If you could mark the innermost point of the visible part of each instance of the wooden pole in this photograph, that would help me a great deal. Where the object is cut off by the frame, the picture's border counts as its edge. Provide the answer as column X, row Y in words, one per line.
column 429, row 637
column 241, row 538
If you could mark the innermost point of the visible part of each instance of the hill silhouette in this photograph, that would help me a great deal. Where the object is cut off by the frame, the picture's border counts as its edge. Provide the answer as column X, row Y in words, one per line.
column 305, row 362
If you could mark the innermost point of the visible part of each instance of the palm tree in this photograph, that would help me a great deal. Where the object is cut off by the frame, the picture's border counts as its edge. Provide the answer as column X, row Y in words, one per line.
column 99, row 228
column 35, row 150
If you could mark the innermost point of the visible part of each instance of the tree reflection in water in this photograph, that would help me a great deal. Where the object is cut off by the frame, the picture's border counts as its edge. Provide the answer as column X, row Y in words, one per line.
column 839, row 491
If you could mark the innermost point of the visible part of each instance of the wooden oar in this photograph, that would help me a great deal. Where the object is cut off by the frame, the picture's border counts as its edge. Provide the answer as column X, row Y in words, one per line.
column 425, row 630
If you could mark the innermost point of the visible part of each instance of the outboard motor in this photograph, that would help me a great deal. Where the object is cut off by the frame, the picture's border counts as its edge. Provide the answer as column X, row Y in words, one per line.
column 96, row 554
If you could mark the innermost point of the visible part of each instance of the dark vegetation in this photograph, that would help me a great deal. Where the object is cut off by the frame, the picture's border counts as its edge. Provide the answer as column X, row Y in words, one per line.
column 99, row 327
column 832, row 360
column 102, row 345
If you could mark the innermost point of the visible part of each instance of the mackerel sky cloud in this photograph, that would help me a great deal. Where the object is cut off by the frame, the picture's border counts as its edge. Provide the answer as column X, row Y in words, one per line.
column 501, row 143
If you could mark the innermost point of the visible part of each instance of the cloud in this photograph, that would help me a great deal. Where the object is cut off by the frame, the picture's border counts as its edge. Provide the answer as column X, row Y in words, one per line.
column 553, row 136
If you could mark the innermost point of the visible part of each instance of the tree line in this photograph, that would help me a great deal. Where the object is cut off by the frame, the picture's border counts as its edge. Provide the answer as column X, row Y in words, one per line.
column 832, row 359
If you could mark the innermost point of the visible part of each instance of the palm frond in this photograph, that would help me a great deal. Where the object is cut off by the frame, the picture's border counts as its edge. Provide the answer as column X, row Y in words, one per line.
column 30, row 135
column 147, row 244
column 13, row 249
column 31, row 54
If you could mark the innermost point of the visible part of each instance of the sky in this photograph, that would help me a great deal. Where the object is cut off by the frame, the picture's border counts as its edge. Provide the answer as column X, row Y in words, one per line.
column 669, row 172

------------------------------------------------------------------------

[Work request]: Starting at the line that contains "sky in this", reproduce each line through the end of the records exactly, both ends included.

[Exercise output]:
If you could mark the innermost point of the visible part of each instance of the sky in this photograph, that would help me a great deal. Where the object is cut off by the frame, the picture's border counts as its edge. Provide the answer as column X, row Y in words, one per line.
column 669, row 172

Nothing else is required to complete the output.